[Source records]
------------------------------------------------
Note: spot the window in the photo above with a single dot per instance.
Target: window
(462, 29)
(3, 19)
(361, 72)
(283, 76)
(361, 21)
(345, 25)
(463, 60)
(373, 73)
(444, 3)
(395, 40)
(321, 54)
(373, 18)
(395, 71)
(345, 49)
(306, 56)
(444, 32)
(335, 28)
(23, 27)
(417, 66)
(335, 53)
------------------------------------------------
Write out every record shown above, word for word.

## Exercise answer
Note: spot the window in the photo above with a single dot per instance.
Target: window
(462, 29)
(3, 19)
(361, 72)
(283, 76)
(361, 21)
(345, 25)
(463, 60)
(373, 73)
(444, 3)
(395, 40)
(321, 54)
(373, 18)
(395, 71)
(345, 49)
(306, 56)
(444, 32)
(335, 28)
(23, 27)
(417, 66)
(335, 53)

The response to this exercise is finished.